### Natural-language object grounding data
· · ·

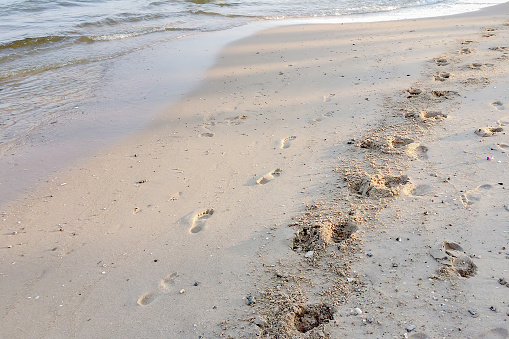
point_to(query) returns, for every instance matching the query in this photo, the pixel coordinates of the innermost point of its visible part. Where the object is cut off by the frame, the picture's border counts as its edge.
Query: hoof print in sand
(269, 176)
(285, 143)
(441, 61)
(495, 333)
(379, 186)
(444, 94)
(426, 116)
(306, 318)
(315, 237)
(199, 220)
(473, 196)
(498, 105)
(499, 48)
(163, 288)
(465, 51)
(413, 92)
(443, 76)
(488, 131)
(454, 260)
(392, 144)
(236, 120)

· · ·

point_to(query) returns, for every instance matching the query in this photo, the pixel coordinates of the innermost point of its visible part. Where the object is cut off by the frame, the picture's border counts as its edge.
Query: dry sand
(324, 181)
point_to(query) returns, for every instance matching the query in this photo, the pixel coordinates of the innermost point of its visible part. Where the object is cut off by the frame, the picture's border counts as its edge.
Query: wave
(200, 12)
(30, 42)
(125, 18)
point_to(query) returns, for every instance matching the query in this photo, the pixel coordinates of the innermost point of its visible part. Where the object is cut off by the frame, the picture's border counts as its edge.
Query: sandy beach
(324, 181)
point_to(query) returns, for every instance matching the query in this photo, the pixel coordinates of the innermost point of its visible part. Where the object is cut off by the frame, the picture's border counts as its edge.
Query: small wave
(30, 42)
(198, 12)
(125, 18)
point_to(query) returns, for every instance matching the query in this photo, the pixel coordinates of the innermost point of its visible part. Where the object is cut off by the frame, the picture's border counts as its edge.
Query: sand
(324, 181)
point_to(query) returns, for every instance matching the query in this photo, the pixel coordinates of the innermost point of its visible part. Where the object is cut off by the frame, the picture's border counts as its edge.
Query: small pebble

· · ·

### REQUIRED ACTION
Copy the entries above exactly, but only from the line holding "Query: sandy beach" through the line holding "Query: small pebble", both included.

### OUTPUT
Query: sandy beach
(324, 181)
point_to(query) returns, for every instance matching the query in this photo, the pixel coordinates of the innermost point of its visible part. Where the object is cut off by the frame, the picture's border counts as its edge.
Query: small wave
(30, 42)
(198, 12)
(125, 18)
point_to(query) returns, for every instance matching the query in this photo, the pixel coordinates of the innermost point of its visible part. Where the object is cut off by the frame, the picture's border counts as its edge.
Query: sand
(324, 181)
point_to(query) returns, for every instance matching the query in this photo, the pixel coordinates of the innermost point of its visible part. Where the object is cut off by the frame, the picture's border counts as its edge.
Query: small pebble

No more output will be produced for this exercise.